• _INSTRUCTIONS TO FOLLOW_
Write out the stretch of the listing from the line containing "Where can the duck facing" through the line containing "<point>212,290</point>", switching "photo" to "image" and leaving everything else unchanged.

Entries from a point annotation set
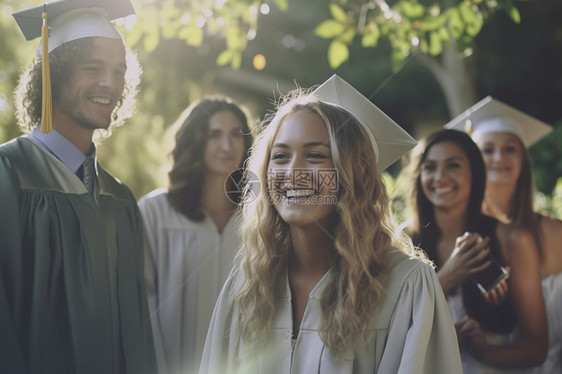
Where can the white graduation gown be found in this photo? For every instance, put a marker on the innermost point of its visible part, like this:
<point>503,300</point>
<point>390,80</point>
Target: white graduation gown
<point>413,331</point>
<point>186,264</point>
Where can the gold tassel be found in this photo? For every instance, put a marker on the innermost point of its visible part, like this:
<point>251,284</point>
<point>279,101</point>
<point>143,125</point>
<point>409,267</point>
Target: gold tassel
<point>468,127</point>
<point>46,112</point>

* * *

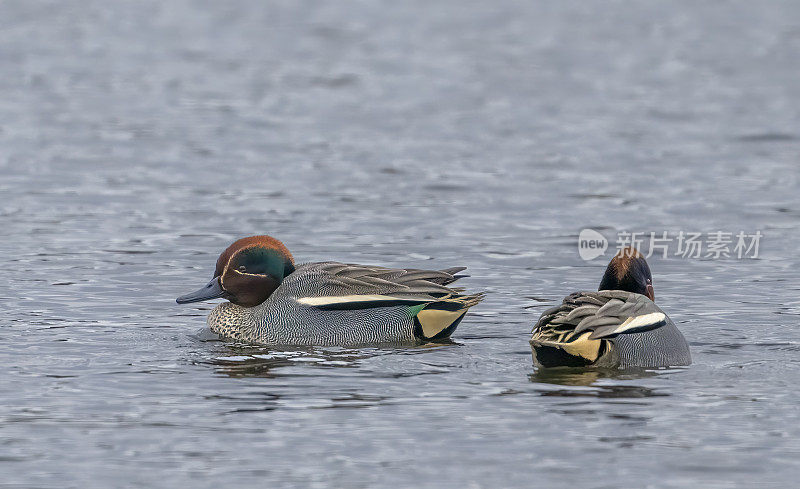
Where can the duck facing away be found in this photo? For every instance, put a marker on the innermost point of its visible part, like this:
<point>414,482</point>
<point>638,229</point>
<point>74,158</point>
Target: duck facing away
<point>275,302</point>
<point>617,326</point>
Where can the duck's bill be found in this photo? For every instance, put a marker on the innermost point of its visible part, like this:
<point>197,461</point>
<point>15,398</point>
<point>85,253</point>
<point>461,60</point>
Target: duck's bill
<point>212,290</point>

• _COMPLETE RESPONSE_
Where can the duck facing away be found in this image? For every instance, put a marker on the innermost point of its visible part, like this:
<point>414,482</point>
<point>638,229</point>
<point>74,158</point>
Target: duck facing away
<point>275,302</point>
<point>617,326</point>
Where can the duck's bill be found in this image? For every instance, put a marker on the innermost point of its visible part, like this:
<point>197,461</point>
<point>15,398</point>
<point>85,253</point>
<point>461,60</point>
Target: duck's bill
<point>212,290</point>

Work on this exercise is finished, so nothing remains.